GOAL:
Turn every line of the records below into a numbered list, skipping any blank lines.

LISTED RECORDS:
((

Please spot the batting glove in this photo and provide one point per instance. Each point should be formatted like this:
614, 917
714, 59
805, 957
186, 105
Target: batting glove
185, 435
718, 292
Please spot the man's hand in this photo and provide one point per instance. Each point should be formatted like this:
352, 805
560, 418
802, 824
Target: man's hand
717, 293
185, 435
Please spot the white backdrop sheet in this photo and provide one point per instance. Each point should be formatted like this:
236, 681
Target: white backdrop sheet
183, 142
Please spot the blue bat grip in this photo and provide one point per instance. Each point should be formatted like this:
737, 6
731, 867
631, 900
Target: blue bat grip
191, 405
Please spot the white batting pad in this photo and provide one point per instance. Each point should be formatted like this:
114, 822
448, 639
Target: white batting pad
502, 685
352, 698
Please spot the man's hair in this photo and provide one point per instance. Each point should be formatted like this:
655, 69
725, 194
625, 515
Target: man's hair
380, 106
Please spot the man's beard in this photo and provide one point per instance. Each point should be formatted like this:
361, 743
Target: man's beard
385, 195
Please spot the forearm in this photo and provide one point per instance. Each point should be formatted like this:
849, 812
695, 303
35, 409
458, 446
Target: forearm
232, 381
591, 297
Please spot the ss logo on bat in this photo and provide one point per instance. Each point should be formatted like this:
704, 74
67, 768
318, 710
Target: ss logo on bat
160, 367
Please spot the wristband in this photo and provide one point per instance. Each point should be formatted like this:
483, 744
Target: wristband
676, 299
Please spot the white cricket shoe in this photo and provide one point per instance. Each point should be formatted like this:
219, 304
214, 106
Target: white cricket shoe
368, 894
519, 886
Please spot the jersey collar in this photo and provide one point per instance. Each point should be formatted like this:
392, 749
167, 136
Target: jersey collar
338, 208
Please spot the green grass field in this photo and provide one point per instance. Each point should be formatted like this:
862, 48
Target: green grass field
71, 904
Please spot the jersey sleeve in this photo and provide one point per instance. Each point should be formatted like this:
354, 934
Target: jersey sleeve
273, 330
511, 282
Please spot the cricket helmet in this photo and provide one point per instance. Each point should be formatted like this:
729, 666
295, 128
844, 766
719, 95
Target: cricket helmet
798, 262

))

EXPECTED ANSWER:
1. Please spot the batting glove in this photo and provide one point per instance. Each point should be formatted like this:
2. 614, 917
3. 714, 59
4. 805, 957
5. 186, 105
6. Target: batting glove
7. 185, 435
8. 718, 292
9. Please spot the man's hand in this photo and provide one point per instance. Each point should be formatted like this:
10. 352, 805
11. 560, 418
12. 802, 824
13. Target: man's hand
14. 717, 293
15. 185, 435
16. Please spot the white backdrop sheet in this photo and provide one point per instance. Each point should be formatted like this:
17. 236, 681
18. Target: white backdrop sheet
19. 183, 142
20. Please spot the blue bat grip in this photo and provide one point per instance. Each point should be formatted like this:
21. 737, 6
22. 731, 867
23. 631, 900
24. Target: blue bat grip
25. 191, 405
26. Please spot the white batting pad in this photo and provide one point per instance. Each point should be formatted like this:
27. 114, 822
28. 448, 639
29. Target: white batting pad
30. 502, 685
31. 352, 698
32. Please spot the man's hair in this photo and provide one point per instance. Each point should be formatted like this:
33. 655, 69
34. 725, 194
35. 625, 515
36. Target: man's hair
37. 380, 106
38. Please spot the man's beard in this photo and provide one point per instance. Each point should be formatted like this:
39. 361, 743
40. Target: man's beard
41. 385, 195
42. Please spot the forearm in this photo and provide one point per instance. Each point should be formatted like this:
43. 849, 812
44. 695, 303
45. 35, 409
46. 458, 446
47. Target: forearm
48. 232, 381
49. 591, 297
50. Please spot the ss logo on bat in this photo and provide one point per instance. Each point should be formatted like this:
51. 704, 74
52. 67, 768
53. 318, 710
54. Target: ss logo on bat
55. 160, 367
56. Please spot the wristband in this photo and provide one point per instance. Each point should be formatted like this:
57. 483, 744
58. Target: wristband
59. 676, 299
60. Please spot the white cricket shoe in this photo and provide one point per instance. Each point should be formatted like this:
61. 219, 304
62. 214, 106
63. Target: white cricket shoe
64. 368, 894
65. 519, 886
66. Please spot the jersey collar in this photo and provide one point per instance. Each point should be formatted like this:
67. 392, 749
68. 167, 136
69. Target: jersey collar
70. 338, 208
71. Please spot the green grass field in this photo and provide one point per instance. Each point should be formatted like this:
72. 862, 48
73. Target: green grass field
74. 71, 904
75. Please spot the jersey sleeve in this photo and provide one point per instance. Each point should be formatted like this:
76. 354, 934
77. Target: jersey sleeve
78. 273, 330
79. 511, 282
80. Please spot the cricket helmet in this photo and provide one point per instance. Each point should be formatted like this:
81. 729, 666
82. 295, 128
83. 844, 766
84. 719, 95
85. Target: cricket helmet
86. 798, 262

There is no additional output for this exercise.